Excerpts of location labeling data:
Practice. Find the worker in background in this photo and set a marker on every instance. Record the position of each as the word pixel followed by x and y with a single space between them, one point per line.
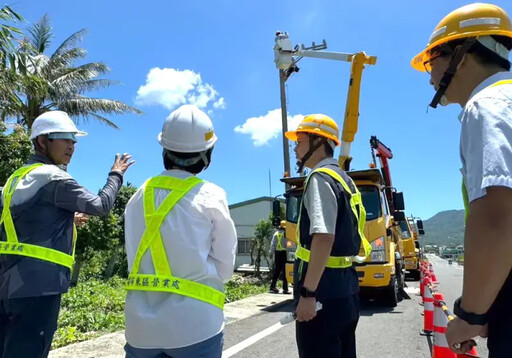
pixel 181 246
pixel 467 58
pixel 277 253
pixel 37 237
pixel 331 223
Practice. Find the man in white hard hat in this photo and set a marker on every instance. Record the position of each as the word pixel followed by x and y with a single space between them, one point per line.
pixel 181 245
pixel 37 236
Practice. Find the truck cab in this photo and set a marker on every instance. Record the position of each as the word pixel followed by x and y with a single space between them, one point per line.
pixel 382 274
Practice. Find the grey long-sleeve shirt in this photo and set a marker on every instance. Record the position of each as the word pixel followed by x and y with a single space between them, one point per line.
pixel 43 207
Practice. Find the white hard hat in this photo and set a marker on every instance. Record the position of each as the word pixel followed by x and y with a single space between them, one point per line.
pixel 54 122
pixel 187 130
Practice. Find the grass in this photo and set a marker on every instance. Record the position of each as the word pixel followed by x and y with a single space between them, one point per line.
pixel 96 307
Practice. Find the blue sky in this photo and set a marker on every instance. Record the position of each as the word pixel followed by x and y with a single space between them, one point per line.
pixel 219 55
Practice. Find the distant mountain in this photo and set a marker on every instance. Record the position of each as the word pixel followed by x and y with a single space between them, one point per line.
pixel 444 228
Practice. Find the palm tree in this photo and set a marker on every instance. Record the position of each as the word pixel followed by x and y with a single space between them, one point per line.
pixel 7 37
pixel 54 82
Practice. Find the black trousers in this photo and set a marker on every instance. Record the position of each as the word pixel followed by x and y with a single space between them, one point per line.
pixel 27 326
pixel 332 333
pixel 500 326
pixel 279 267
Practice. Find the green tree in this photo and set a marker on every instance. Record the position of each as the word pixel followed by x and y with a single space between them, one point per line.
pixel 100 246
pixel 15 149
pixel 47 82
pixel 7 39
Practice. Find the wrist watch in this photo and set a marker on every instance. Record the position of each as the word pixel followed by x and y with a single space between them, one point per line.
pixel 304 292
pixel 471 318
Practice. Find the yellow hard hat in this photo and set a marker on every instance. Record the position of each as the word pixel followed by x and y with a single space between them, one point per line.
pixel 472 20
pixel 318 124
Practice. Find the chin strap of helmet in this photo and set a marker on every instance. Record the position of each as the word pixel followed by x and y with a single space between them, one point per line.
pixel 189 161
pixel 452 68
pixel 315 142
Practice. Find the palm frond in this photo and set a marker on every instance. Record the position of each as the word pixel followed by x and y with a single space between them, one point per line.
pixel 99 118
pixel 41 34
pixel 83 105
pixel 69 43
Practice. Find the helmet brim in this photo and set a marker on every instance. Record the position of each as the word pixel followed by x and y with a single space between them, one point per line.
pixel 294 135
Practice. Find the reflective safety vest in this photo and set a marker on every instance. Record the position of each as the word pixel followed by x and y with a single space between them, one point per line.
pixel 464 190
pixel 355 202
pixel 163 280
pixel 12 246
pixel 280 236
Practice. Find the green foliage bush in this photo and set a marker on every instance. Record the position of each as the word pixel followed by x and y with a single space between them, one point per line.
pixel 91 309
pixel 95 307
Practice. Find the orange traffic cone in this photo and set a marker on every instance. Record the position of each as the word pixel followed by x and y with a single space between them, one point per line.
pixel 440 347
pixel 431 270
pixel 472 353
pixel 428 310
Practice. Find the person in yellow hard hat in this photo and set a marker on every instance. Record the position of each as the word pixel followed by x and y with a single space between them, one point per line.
pixel 330 232
pixel 467 58
pixel 278 254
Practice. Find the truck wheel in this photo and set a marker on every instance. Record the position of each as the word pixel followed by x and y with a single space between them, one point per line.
pixel 400 277
pixel 392 292
pixel 415 275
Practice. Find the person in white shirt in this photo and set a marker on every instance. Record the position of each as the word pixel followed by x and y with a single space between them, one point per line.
pixel 181 245
pixel 468 60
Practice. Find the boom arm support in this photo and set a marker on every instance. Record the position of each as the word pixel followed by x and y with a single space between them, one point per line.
pixel 351 119
pixel 286 57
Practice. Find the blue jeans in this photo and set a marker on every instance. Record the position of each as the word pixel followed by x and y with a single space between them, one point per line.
pixel 27 326
pixel 211 348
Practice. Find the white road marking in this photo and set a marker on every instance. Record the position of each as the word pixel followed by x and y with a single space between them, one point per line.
pixel 231 351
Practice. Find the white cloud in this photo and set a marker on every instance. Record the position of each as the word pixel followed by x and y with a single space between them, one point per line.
pixel 171 87
pixel 265 128
pixel 220 103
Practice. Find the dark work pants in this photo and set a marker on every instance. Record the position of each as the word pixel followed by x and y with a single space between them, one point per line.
pixel 332 333
pixel 27 326
pixel 500 326
pixel 279 267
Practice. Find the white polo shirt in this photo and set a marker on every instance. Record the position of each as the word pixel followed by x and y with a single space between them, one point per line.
pixel 486 137
pixel 200 243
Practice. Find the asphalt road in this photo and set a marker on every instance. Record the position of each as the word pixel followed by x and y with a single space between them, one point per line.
pixel 450 285
pixel 382 332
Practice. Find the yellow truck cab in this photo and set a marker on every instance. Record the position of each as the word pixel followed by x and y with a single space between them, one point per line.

Your objective:
Reproduce verbatim the lines from the one containing "Practice. Find the palm tree" through the one containing "pixel 54 82", both included.

Solution to this exercise:
Practice. Find the palm tree in this photo and set a marker on every instance. Record the position of each as the word pixel followed by x and y with a single space between them, one point per line.
pixel 7 37
pixel 54 82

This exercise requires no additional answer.